[Excerpts from annotation records]
* BEGIN *
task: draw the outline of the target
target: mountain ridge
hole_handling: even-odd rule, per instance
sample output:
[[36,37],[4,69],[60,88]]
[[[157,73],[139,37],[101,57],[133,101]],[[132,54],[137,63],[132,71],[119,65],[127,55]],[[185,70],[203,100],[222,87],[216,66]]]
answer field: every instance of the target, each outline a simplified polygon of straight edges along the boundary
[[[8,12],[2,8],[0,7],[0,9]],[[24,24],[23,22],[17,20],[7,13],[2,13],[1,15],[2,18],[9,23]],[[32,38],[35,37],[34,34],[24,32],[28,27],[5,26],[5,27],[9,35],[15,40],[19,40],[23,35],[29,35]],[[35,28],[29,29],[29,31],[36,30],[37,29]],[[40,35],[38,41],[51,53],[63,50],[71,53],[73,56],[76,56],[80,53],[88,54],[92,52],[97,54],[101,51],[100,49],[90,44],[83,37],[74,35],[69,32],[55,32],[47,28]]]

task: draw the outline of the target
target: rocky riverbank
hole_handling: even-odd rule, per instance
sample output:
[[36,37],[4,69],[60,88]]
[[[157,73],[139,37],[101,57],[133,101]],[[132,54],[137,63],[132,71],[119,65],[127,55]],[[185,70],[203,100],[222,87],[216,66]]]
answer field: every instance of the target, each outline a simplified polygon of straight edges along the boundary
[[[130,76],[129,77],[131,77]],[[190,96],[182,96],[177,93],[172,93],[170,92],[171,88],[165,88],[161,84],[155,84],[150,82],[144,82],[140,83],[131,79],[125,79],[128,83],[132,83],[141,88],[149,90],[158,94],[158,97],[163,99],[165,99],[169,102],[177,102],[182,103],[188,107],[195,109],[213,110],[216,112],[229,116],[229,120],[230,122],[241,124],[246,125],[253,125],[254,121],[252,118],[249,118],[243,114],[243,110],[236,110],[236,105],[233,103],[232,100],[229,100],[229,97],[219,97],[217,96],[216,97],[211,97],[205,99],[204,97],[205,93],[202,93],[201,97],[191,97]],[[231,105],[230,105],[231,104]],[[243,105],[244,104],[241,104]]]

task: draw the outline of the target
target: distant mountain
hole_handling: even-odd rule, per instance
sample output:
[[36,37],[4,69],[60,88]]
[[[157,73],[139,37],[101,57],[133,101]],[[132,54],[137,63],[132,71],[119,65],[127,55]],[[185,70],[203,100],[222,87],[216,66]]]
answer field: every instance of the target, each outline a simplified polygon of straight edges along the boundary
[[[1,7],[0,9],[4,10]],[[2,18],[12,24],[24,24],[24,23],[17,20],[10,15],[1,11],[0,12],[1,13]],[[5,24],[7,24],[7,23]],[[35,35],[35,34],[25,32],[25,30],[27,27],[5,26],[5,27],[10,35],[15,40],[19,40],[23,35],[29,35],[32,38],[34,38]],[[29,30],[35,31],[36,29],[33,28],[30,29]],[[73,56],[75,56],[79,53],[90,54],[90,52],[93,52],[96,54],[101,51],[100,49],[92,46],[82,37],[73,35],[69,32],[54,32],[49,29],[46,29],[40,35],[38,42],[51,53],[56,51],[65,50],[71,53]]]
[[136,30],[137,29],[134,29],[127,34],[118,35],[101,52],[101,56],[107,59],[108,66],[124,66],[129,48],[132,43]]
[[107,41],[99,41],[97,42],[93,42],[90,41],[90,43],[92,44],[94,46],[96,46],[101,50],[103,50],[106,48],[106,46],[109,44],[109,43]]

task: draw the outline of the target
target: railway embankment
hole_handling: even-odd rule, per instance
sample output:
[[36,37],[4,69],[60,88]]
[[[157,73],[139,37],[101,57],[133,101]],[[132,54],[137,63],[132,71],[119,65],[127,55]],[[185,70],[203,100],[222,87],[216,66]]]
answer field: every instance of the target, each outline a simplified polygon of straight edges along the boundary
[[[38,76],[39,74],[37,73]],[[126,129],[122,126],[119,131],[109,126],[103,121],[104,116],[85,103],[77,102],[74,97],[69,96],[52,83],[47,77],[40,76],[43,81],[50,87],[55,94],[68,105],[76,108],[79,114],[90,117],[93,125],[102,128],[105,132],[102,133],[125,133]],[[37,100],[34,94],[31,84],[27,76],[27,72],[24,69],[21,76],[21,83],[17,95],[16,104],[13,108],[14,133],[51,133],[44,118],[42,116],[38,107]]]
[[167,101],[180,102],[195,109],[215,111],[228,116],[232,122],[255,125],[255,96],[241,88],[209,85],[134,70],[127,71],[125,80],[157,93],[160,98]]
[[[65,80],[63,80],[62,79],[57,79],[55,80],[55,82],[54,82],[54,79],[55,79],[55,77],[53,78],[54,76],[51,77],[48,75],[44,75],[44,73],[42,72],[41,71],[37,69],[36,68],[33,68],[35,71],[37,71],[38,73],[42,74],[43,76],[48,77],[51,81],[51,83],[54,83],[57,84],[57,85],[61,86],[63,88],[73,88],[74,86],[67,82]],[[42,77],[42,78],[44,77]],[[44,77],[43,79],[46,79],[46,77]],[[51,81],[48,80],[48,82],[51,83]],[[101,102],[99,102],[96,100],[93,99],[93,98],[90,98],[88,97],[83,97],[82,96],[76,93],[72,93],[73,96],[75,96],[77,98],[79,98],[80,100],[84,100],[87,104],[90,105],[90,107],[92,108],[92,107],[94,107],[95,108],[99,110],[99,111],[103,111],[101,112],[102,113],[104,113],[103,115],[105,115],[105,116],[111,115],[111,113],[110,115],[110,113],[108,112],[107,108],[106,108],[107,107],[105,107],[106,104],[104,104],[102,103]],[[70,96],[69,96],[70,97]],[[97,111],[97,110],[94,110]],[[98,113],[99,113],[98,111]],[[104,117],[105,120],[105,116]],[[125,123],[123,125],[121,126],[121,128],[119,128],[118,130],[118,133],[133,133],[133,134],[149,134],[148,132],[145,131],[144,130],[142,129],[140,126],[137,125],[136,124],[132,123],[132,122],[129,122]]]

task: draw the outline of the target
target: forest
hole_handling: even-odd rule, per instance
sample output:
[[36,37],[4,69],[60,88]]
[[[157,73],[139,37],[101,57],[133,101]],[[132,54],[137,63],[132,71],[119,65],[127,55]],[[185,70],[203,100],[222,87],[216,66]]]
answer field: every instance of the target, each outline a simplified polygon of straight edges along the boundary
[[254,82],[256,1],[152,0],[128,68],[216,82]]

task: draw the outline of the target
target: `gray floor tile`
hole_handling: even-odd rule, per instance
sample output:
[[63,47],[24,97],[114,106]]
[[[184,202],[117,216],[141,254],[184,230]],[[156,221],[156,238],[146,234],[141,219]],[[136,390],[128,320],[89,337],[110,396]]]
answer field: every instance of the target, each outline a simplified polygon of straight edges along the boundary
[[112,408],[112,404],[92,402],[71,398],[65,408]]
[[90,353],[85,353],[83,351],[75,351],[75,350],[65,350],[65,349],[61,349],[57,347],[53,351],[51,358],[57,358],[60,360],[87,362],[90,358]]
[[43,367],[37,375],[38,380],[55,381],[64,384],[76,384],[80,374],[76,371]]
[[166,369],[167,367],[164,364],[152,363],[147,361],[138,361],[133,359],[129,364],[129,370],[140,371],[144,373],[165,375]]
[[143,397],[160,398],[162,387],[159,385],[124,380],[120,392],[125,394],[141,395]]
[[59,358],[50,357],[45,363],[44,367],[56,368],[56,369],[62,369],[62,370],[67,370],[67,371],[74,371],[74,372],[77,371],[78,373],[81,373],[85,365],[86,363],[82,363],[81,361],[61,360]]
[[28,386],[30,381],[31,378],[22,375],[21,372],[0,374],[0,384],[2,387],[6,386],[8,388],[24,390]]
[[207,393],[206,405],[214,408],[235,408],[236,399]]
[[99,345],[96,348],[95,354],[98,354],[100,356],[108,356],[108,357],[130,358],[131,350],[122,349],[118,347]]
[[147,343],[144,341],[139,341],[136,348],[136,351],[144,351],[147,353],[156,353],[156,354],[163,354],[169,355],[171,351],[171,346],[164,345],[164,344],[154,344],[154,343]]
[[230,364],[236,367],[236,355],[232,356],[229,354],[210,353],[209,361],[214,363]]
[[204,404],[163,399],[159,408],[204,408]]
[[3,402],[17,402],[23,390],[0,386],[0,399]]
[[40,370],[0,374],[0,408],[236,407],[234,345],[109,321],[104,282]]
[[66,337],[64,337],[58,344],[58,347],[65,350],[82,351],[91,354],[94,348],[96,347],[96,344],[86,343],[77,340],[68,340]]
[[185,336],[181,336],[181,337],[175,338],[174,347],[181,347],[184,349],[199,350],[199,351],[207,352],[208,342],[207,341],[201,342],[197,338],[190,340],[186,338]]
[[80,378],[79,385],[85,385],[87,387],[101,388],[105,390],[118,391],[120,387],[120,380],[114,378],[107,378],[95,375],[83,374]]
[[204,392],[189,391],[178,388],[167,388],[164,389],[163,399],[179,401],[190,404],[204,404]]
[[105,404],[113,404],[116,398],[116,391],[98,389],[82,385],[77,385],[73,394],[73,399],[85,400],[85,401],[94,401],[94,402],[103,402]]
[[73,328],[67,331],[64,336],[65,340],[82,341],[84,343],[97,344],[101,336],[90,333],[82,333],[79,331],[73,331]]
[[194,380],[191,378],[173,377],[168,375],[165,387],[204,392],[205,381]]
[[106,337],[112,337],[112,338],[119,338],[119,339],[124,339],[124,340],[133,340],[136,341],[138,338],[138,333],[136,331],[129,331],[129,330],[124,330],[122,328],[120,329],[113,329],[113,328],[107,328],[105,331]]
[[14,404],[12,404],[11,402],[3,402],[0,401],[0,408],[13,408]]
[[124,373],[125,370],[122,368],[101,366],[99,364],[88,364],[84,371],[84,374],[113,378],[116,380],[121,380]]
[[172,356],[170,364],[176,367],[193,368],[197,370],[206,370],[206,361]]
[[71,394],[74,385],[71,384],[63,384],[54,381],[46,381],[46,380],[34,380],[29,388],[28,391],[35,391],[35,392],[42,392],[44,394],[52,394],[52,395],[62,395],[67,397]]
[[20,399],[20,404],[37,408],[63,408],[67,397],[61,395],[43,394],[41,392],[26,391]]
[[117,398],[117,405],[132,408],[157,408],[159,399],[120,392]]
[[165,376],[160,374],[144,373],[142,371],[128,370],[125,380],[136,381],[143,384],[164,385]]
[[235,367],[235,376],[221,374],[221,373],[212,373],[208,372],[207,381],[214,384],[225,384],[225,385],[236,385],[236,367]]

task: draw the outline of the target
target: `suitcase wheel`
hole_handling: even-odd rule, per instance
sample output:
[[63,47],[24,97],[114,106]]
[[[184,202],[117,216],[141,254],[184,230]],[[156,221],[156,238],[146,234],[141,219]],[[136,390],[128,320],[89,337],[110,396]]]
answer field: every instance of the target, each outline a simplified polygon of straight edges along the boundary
* END *
* BEGIN *
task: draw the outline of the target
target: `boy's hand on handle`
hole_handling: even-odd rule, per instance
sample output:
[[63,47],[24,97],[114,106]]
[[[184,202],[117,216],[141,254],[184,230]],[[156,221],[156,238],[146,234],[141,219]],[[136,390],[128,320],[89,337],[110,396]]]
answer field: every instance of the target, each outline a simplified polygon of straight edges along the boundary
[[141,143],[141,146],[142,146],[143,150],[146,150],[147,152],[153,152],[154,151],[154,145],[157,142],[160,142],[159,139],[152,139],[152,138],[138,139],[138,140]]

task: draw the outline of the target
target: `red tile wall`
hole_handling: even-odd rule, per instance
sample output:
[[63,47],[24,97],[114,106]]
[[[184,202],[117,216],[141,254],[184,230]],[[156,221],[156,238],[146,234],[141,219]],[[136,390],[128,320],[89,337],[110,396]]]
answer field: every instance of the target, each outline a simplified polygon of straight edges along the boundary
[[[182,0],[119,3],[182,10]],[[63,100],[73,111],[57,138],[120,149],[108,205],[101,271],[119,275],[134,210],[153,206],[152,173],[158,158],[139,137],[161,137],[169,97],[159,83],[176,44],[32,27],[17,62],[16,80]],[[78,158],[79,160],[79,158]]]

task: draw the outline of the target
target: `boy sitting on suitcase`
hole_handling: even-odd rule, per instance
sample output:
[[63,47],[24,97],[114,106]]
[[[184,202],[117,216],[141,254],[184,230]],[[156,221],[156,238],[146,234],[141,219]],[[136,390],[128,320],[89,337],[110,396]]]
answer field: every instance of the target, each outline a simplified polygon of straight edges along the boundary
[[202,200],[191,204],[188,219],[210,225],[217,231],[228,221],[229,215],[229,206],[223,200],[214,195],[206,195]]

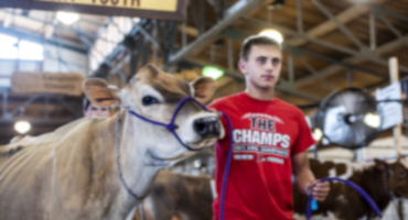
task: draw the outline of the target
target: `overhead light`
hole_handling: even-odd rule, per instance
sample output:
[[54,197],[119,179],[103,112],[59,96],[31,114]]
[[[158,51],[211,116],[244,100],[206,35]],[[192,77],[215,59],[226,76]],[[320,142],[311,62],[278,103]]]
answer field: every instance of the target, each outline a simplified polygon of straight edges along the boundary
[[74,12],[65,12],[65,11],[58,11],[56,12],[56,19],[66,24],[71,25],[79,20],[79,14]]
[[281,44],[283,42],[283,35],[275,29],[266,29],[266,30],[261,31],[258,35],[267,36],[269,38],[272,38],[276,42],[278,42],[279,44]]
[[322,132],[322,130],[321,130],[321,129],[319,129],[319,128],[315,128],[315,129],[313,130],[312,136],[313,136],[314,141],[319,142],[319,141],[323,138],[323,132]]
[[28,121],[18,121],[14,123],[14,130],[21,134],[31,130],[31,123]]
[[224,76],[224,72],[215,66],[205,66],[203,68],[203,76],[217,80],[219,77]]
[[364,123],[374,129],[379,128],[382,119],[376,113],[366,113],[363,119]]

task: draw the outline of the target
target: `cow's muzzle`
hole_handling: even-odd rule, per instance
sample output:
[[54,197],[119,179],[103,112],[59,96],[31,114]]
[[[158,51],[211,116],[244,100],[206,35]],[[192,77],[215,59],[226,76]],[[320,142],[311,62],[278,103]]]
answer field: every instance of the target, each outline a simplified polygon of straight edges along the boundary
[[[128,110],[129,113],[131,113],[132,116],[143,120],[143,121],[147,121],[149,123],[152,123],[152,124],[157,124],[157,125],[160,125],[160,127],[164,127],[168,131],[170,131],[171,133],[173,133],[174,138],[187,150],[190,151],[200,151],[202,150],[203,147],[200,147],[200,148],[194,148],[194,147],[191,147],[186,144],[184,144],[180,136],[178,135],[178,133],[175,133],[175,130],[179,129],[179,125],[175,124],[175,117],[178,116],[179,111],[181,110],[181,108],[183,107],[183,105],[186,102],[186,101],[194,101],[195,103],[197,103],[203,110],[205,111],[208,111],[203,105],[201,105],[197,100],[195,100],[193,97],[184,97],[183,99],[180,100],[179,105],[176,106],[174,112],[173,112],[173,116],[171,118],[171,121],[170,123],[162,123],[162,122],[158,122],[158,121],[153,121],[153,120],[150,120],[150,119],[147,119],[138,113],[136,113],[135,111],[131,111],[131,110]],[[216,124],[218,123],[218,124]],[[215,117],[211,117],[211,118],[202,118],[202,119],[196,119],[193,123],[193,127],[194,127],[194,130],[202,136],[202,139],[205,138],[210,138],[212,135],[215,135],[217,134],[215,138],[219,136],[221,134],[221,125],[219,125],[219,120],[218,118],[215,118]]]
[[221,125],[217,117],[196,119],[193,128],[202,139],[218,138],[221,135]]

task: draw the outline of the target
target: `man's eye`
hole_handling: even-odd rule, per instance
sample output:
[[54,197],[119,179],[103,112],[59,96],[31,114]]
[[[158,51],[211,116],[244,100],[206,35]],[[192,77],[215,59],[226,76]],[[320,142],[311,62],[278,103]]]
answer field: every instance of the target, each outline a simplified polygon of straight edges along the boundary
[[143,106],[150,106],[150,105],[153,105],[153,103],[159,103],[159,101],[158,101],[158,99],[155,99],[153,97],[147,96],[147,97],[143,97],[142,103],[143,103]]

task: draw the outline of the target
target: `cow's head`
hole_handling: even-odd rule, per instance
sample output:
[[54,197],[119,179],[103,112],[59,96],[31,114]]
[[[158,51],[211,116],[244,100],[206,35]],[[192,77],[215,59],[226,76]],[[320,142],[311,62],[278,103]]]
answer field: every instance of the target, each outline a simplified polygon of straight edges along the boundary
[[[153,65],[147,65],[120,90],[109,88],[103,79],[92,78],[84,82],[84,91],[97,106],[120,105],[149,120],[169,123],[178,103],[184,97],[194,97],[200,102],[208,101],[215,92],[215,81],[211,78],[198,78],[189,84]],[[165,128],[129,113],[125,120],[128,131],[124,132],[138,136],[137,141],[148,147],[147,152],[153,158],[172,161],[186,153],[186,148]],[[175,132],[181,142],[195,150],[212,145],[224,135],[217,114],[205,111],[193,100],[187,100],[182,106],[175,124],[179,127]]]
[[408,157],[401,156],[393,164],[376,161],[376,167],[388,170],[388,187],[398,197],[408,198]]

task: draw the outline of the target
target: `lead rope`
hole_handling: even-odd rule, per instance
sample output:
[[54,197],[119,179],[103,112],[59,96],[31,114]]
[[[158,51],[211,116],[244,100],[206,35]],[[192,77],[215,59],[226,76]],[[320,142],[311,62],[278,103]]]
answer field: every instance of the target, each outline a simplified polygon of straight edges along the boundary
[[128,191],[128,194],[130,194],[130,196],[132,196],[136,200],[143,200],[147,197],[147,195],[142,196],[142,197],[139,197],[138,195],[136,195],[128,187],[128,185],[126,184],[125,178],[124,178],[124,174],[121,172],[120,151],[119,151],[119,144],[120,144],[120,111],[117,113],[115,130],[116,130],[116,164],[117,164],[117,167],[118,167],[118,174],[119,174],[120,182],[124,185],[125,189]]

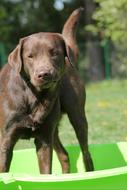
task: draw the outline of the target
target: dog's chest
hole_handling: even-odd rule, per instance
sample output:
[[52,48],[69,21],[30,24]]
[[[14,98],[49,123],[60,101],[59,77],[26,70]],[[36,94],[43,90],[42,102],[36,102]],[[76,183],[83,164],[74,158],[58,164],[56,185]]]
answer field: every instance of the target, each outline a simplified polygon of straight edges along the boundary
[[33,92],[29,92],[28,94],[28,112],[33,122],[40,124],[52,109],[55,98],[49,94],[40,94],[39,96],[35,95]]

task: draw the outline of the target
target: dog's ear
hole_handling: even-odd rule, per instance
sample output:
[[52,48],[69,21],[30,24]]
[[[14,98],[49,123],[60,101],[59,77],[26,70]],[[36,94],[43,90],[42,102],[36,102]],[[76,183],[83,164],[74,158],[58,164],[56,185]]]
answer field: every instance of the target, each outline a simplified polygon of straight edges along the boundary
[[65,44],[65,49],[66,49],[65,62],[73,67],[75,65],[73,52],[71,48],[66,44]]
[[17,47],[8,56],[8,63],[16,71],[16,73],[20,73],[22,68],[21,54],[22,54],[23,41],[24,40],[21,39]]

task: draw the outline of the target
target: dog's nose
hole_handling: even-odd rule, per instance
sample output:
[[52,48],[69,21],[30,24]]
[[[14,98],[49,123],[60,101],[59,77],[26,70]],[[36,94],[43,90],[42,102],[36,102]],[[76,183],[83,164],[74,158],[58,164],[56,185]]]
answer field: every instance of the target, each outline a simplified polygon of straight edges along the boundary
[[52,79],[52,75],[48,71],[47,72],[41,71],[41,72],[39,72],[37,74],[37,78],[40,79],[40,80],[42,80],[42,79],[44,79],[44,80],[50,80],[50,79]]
* END *
Please show every line of the material above that contains the string "suitcase", matching case exactly.

Result of this task -
target: `suitcase wheel`
target: `boy sitting on suitcase`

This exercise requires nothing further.